**What is expected**
Rewrite each of the rows below, putting "Labeling task spec" wherever "Batch job spec" appears and keeping everything else the same.

(Coordinate annotation entries)
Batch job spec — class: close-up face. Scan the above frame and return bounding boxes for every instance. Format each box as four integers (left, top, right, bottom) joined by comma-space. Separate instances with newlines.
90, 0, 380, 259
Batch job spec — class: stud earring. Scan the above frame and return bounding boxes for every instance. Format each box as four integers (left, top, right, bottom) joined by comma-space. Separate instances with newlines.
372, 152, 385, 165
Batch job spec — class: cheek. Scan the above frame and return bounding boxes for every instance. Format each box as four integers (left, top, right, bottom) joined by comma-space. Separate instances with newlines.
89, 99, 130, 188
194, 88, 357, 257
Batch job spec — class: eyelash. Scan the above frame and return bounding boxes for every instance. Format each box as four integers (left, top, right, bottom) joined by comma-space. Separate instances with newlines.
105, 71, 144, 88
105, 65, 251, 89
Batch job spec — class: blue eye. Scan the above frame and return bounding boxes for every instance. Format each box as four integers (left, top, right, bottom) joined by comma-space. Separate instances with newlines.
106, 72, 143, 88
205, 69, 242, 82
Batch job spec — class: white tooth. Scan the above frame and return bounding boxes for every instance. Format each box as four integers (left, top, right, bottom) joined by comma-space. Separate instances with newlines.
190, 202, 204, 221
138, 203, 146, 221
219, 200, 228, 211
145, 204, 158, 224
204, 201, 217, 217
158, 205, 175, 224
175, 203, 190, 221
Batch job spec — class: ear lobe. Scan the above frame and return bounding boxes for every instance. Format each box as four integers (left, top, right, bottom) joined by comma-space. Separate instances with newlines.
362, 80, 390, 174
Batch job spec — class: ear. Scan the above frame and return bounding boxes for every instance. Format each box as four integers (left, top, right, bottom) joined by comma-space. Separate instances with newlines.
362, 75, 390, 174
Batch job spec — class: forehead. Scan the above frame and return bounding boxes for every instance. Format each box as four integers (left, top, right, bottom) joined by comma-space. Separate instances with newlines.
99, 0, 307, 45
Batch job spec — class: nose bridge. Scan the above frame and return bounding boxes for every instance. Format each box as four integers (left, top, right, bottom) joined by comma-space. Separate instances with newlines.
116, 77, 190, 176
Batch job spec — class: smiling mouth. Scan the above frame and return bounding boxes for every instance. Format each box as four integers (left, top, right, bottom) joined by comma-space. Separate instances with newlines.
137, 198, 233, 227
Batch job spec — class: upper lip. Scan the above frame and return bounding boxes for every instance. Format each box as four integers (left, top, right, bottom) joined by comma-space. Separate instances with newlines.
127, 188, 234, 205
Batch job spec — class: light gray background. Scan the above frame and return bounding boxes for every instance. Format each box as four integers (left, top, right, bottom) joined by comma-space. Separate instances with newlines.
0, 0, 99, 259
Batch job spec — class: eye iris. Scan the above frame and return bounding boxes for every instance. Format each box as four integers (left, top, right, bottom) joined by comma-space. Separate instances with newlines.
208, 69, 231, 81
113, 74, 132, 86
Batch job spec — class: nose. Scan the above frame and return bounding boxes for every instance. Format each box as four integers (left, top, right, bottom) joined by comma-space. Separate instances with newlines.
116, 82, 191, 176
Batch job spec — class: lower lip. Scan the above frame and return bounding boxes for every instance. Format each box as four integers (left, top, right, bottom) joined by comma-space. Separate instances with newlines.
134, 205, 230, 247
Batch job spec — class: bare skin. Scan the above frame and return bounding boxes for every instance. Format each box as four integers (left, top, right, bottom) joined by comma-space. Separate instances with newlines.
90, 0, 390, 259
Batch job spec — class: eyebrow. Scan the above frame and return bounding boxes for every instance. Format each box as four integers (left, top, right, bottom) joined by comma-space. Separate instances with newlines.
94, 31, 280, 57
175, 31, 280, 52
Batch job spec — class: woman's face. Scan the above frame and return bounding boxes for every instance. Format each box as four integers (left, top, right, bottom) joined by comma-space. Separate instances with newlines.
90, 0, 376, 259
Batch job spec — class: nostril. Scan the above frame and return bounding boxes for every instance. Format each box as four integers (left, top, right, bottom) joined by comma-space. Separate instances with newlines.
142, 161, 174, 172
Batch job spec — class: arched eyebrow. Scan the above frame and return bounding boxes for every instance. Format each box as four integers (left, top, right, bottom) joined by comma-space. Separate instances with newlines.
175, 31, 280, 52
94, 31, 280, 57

**The output**
Labeling task spec — class: close-up face. Scan the above frame and return bounding boxes for every instance. Format each box as four integers (left, top, right, bottom) joined by comma-space. Separate instances with newlines.
90, 0, 380, 259
Labeling task spec — class: stud earring. Scan the above frame and return bounding boxes for every instance. Format each box as four integers (left, top, right, bottom) joined by comma-space. Separate instances with newlines.
372, 152, 385, 165
Labeling task spec — class: cheek. Scan the above frame and return bounding boxes for every instance. Format each box as four integers (left, top, right, bottom) joined by comma-space. Separate instances with newlines.
89, 99, 130, 188
194, 88, 357, 257
Labeling task spec — class: eyelash. Scan the above frame and return bounding boxes for every instance. Format each box as four integers (left, top, right, bottom) joined by comma-space. Separate instances with newlines.
105, 71, 144, 88
105, 65, 251, 89
Labeling task spec — class: blue eye. Scan the above frame and return bounding boxes for every instance. Format each box as four integers (left, top, right, bottom) joined by comma-space. Separate instances with newlines.
106, 72, 143, 88
205, 69, 242, 82
Labeling task spec — class: white tooth. Scan the above frame and return bounding boxes for every instance. Format each box as four integers (left, top, right, bottom) joined by comma-space. Separate instances with newlines.
190, 202, 204, 221
138, 203, 146, 221
219, 200, 228, 211
145, 204, 158, 224
204, 201, 217, 217
158, 205, 175, 224
175, 203, 190, 221
Labeling task spec — class: ear lobe. Scan the above frame and return bounding boxes for every instance. Format each box as four integers (left, top, right, bottom) joined by comma-space. Separate instances with newlines.
362, 80, 390, 174
Labeling task spec — class: ear. Scan the above frame and return bounding boxes for every instance. Format each box as four integers (left, top, right, bottom) joined by comma-space. Separate instances with newlines.
362, 75, 390, 174
Labeling task spec — class: forehead. Scan the above frame and return bounding boxes for every instance. Format each box as four integers (left, top, right, bottom) joined by comma-space. Separate instances with newlines.
99, 0, 307, 45
Labeling task spec — class: nose bridge. Scan the above frame and return bounding boxes for every instance. Format each box as four integers (left, top, right, bottom) joined by comma-space. Separate instances with newlines.
116, 77, 190, 176
Labeling task spec — class: smiling mouth. Scan the above frame and return bounding boxes for every instance. Format each box as four integers (left, top, right, bottom) joined by comma-space. Separate instances with newlines.
137, 198, 233, 227
Labeling task spec — class: upper lip. Scan the above frame and return bounding boxes for every instance. Format each box as four integers (left, top, right, bottom) joined by comma-space. Separate instances with newlines.
127, 188, 234, 205
Labeling task spec — class: light gray background. Scan the above frame and return bounding boxes for every instance. Format each box as four integers (left, top, right, bottom) joined by comma-space. Separate instances with newlines.
0, 0, 99, 259
Labeling task spec — class: eye iris. Scan the above frame and return bounding boxes for every instance. Format each box as four integers (left, top, right, bottom) joined by comma-space. Separate instances with newlines.
208, 69, 231, 81
113, 74, 132, 86
Labeling task spec — class: nose. Scan the above frame and return bounding boxes for every instance. Format each box as four integers (left, top, right, bottom) joined by comma-space. Separate instances with newlines.
116, 82, 191, 176
Labeling task spec — class: lower lip. Scan the above frame and return bounding boxes for every instance. Format each box as four integers (left, top, right, bottom) joined by comma-space. Separate instances with newlines.
134, 205, 230, 247
Labeling task spec — class: bare skin. Scan the above frame and return bounding boxes for every instance. Format each box as four integers (left, top, right, bottom) joined by comma-space. Separate instances with newlines.
90, 0, 390, 259
Labeling task spec — class: eyebrow. Scan the above frame and return bounding boxes for every instance. Format each box as four integers (left, top, right, bottom) joined by comma-space. Separate instances with newlines.
94, 31, 280, 57
175, 31, 280, 52
Labeling task spec — class: woman's face. Scan the above frame and return bounding boxes for every instance. Format each box as four integers (left, top, right, bottom) joined by comma-space. Separate instances with newlines.
90, 0, 376, 259
Labeling task spec — class: nostril. Scan the above frame and return bounding boxes for every instance. Format each box as four integers (left, top, right, bottom) joined by comma-space. Separate instances with newlines.
142, 161, 174, 172
Labeling task spec — class: arched eyebrow. Scan the above frame and return bounding boxes for every instance. Format each box as four integers (left, top, right, bottom) joined by comma-space. Separate instances with newlines.
175, 31, 280, 52
94, 31, 280, 57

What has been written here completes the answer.